>>>

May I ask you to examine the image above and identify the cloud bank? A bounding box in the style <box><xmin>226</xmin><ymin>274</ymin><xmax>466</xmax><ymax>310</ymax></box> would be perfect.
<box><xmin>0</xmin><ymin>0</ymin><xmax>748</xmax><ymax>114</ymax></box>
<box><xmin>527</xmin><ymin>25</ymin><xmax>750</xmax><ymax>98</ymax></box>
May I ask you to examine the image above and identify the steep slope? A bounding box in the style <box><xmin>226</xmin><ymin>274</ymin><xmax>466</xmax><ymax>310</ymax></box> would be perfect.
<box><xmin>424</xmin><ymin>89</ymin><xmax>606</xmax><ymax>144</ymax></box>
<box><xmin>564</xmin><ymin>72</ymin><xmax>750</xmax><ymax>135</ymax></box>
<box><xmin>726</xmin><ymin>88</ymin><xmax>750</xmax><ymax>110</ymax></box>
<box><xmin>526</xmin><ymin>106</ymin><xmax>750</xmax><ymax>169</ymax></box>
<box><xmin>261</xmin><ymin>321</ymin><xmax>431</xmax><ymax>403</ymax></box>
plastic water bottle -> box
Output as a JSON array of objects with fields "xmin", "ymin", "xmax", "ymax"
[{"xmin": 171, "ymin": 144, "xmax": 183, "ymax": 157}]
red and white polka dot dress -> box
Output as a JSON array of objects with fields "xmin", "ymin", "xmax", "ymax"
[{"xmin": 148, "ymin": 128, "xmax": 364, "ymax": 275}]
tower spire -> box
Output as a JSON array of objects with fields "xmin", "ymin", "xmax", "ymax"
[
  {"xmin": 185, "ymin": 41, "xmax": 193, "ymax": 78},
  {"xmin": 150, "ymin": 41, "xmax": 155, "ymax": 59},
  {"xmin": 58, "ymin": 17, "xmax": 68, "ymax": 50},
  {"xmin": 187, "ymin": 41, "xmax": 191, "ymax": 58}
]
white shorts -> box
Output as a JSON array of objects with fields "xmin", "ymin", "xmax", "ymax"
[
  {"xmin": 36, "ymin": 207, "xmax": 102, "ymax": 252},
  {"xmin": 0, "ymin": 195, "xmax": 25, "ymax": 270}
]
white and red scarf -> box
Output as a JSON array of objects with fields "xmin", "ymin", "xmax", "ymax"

<<<

# EXERCISE DIRECTIONS
Print the records above exactly as they appear.

# ANSWER BELOW
May I ask you to examine the image above and identify the cloud bank? A bounding box in the style <box><xmin>226</xmin><ymin>274</ymin><xmax>466</xmax><ymax>310</ymax></box> would be perfect.
<box><xmin>0</xmin><ymin>0</ymin><xmax>748</xmax><ymax>114</ymax></box>
<box><xmin>527</xmin><ymin>25</ymin><xmax>750</xmax><ymax>98</ymax></box>
May I ask you to examine the image above and identify the steep slope? A bounding box in the style <box><xmin>226</xmin><ymin>274</ymin><xmax>466</xmax><ymax>310</ymax></box> would be perfect.
<box><xmin>424</xmin><ymin>89</ymin><xmax>606</xmax><ymax>144</ymax></box>
<box><xmin>564</xmin><ymin>72</ymin><xmax>750</xmax><ymax>135</ymax></box>
<box><xmin>726</xmin><ymin>88</ymin><xmax>750</xmax><ymax>110</ymax></box>
<box><xmin>526</xmin><ymin>106</ymin><xmax>750</xmax><ymax>169</ymax></box>
<box><xmin>261</xmin><ymin>321</ymin><xmax>431</xmax><ymax>403</ymax></box>
plastic water bottle -> box
Output as a JSON array of objects with fields "xmin", "ymin", "xmax", "ymax"
[{"xmin": 171, "ymin": 144, "xmax": 183, "ymax": 157}]
red and white polka dot dress -> box
Output as a JSON array of objects with fields "xmin", "ymin", "xmax", "ymax"
[{"xmin": 148, "ymin": 128, "xmax": 364, "ymax": 275}]
tower spire -> box
Output as a JSON array of objects with fields "xmin", "ymin", "xmax", "ymax"
[
  {"xmin": 185, "ymin": 41, "xmax": 193, "ymax": 78},
  {"xmin": 150, "ymin": 41, "xmax": 155, "ymax": 59},
  {"xmin": 58, "ymin": 17, "xmax": 68, "ymax": 50},
  {"xmin": 187, "ymin": 41, "xmax": 191, "ymax": 58}
]
white shorts -> box
Output as a JSON array of objects with fields "xmin", "ymin", "xmax", "ymax"
[
  {"xmin": 36, "ymin": 207, "xmax": 102, "ymax": 252},
  {"xmin": 0, "ymin": 195, "xmax": 25, "ymax": 270}
]
white and red scarf -> box
Output as a JSON array of objects with fields "xmin", "ymin", "xmax", "ymax"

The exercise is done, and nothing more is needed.